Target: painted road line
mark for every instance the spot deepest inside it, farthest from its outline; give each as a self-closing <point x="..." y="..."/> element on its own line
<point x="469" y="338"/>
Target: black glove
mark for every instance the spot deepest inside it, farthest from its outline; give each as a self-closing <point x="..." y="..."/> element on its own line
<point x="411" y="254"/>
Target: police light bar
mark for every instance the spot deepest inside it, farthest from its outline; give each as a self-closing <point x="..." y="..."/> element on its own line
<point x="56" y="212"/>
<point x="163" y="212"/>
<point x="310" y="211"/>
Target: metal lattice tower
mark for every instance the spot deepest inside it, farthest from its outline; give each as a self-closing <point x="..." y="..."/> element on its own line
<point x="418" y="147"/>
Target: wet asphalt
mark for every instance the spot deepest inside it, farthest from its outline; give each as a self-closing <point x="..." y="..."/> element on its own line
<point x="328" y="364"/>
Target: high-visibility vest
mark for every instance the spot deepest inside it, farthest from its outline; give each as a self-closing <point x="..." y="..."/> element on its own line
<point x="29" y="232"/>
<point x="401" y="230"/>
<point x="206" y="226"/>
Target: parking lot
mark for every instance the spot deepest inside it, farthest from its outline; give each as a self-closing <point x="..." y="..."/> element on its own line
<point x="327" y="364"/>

** TASK GOAL **
Set down, word for word, the lines of the material above from the line containing "Target: parking lot" through the end of the material, including both ends.

** SOLUTION FOR THIS TASK **
Target: parking lot
mark for every instance the spot deepest inside it, farthest from its outline; give each as a self-closing <point x="..." y="..."/> element on its own line
<point x="327" y="364"/>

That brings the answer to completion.